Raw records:
===============
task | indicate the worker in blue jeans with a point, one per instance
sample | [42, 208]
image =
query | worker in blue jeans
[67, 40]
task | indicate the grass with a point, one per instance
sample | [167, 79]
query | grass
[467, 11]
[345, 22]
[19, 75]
===============
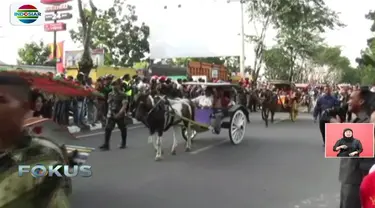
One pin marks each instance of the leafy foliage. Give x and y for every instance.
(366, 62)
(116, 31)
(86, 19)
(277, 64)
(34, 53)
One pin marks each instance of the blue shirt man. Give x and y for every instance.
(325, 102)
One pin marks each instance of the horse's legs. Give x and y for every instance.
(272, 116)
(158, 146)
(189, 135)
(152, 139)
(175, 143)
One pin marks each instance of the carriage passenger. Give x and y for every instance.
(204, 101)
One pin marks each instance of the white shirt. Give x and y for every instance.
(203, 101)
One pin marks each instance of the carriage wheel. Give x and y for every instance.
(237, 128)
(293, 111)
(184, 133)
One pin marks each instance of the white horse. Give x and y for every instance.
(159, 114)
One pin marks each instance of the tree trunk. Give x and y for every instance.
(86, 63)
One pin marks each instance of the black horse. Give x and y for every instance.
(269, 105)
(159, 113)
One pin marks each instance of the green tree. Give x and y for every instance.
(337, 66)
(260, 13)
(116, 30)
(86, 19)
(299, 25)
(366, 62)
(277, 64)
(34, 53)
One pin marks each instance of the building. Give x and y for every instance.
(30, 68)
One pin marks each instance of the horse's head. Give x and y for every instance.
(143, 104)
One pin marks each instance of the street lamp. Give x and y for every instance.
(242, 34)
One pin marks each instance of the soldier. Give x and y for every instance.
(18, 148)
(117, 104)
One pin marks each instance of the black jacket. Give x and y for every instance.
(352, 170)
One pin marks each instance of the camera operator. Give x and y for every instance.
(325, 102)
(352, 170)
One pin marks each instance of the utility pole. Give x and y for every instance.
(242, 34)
===============
Work to do: Which lines in the entries above contain the string "worker", with case counting? Copy each of those lines.

Response to this task:
task | indicate the worker in blue jeans with a point, one per instance
query | worker in blue jeans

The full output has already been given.